- [EXERCISE]: Continue the passage below on generating the digits of Euler's number, starting right after its last sentence.

The fact that $1/i! \leq 1/i$ completes the proof.

Corollary 1.1. $(0;a_1a_2a_3\dots)_{\boldsymbol{b}} = 1$ if and only if $a_i = b_i - 1$ for all $i$ , and in this case the integer part of $(a_0;a_1a_2a_3\dots)_{\boldsymbol{b}}$ is $a_0 + 1$ , otherwise the integer part is $a_0$ . The fractional part is never greater than $1$ .

The above corollary implies that if we choose some amount of precision to compute $e$ like we did in the introduction section, which is equivalent to setting $(a_i, a_{i + 1}, \dots)$ to $0$ for some $i \geq 1$ , and apply the procedure we will never get an integer greater than $9$ . The only question left is how many digits in $\boldsymbol{b}$ we actually need. It turns out that we need $n$ digits is enough, and the proof of this fact is in the proof of the correctness of the following algorithm.

Algorithm A. (Generate the digits of Euler's number in base 10). Given the number of desired digits $\texttt{N}$ this algorithm outputs $\texttt{N}$ digits of $e$ .

Step 1: Set $\texttt{q}$ $\leftarrow$ 2.
Step 2: Set $\texttt{l}$ $\leftarrow \texttt{N} + 1$ .
Step 3: Set $\texttt{A[t]}$ to 1 for $0 \leq t \leq \texttt{l}$ .
Step 4: Set $\texttt{i}$ to $1$ .
Step 5: Output $\texttt{q}$ .
Step 6: Set $\texttt{A[$t$]}$ $\leftarrow 10\texttt{A[t]}$ for $0 \leq t \leq \texttt{l}$
Step 7: If $\texttt{i} = \texttt{N}$ the algorithm terminates.
Step 8: Set $\texttt{j} \leftarrow \texttt{l}$ .
Step 9: If $\texttt{j} < 0$ set $\texttt{i} \leftarrow \texttt{i} + 1$ and go to step 5.
Step 10: Divide $\texttt{A[j]}$ by $\texttt{j} + 2$ and let $\texttt{q}$ be the quotient and $\texttt{r}$ the remainder.
Step 11: Set $\texttt{A[j]} \leftarrow \texttt{r}$ .
Step 12: Set $\texttt{A[j - 1]} \leftarrow \texttt{A[j - 1]} + \texttt{q}$
Step 13: Set $\texttt{j} \leftarrow \texttt{j} + 1$ .
Step 14: Go to step 7.

Theorem 1. With input $n$ Algorithm A produces $n$ digits of $e$ in $\Theta(n^2)$ time and $\Theta(n)$ space.

Proof. The algorithm maintains an array of the digits of the fractional part in base $\boldsymbol{b}$ and does exactly what we did in (2). Lemma 1 shows that this $\texttt{q}$ in Step 4 will never be greater than $9$ . So all we have to do now is show that $n + 3$ digits in $\boldsymbol{b}$ is enough precision to get $n$ digits in base 10.

- [PROVIDED INFORMATION]:

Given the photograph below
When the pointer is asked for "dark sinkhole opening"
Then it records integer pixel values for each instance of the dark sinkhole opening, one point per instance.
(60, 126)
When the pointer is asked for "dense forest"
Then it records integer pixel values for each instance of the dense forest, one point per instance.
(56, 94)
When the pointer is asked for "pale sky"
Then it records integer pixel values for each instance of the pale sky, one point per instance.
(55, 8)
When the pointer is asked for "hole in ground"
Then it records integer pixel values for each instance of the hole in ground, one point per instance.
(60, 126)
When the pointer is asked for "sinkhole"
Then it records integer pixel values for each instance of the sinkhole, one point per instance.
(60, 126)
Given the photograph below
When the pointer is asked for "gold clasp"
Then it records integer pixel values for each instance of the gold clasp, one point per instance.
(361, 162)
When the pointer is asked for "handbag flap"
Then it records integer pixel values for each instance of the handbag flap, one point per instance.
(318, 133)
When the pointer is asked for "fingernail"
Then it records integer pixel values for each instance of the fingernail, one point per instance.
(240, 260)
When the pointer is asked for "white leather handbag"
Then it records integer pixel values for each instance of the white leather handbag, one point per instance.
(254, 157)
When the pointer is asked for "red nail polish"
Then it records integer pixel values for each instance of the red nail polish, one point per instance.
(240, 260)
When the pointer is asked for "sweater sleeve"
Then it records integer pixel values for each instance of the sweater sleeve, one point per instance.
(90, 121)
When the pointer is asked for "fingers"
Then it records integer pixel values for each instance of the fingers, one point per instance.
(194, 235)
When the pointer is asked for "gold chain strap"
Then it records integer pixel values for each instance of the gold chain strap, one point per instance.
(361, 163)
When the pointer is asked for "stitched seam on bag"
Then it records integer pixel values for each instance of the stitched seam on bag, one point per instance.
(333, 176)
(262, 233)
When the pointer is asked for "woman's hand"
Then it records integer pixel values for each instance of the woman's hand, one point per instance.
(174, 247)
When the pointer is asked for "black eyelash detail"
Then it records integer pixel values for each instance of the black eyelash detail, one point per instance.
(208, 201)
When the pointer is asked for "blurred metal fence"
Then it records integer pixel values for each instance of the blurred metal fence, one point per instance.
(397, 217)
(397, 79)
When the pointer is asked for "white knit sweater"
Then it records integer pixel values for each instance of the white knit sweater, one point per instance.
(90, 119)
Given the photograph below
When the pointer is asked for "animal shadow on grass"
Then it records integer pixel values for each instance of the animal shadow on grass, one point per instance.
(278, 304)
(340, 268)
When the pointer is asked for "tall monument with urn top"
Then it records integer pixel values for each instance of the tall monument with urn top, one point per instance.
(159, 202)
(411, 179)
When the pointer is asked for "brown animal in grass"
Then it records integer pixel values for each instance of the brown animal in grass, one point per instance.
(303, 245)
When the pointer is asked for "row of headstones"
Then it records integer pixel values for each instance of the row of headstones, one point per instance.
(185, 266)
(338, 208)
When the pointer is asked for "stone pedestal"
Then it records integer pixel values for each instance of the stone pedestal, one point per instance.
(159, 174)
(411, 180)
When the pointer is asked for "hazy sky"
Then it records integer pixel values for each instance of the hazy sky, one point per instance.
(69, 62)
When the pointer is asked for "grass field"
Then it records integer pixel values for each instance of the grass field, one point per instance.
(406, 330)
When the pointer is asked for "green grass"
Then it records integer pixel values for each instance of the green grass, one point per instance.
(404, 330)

- [TASK ANSWER]:
First we will prove that for large enough $n$ , $n$ digits of precision is enough. So we need to show that $e - e_n < 1/10^n$ where $e_n = (2;1, 1, 1, \dots, 1)$ :

\begin{equation} \begin{split} e - e_n &= \sum_{k = 0}^\infty \frac{1}{k!} - \sum_{k = 0}^n \frac{1}{k!} \\ &= \frac{1}{(n + 1)!} + \frac{1}{(n + 2)!} + \frac{1}{(n + 3)!} + \cdots \\ &< \frac{1}{(n + 1)!}\left[1 + \frac{1}{n + 1} + \frac{1}{(n + 1)^2} + \cdots\right] \\ &= \frac{1}{n!n} \\ &< \frac{1}{n!} \end{split} \end{equation}

Stirling's approximation says that

n! < \sqrt{2\pi n}\left(\frac{n}{e}\right)^n e^\frac{1}{12n},

\frac{1}{n!} < \frac{1}{\sqrt{2\pi n}}\left(\frac{e}{e^{12}n}\right) < \left(\frac{e}{n}\right)^n.

By taking the natural logarithm of

\left(\frac{e}{n}\right)^n < \left(\frac{1}{10}\right)^n

we get

1 + \log{10} < \log{n}

and taking the exponential we get

10e < n.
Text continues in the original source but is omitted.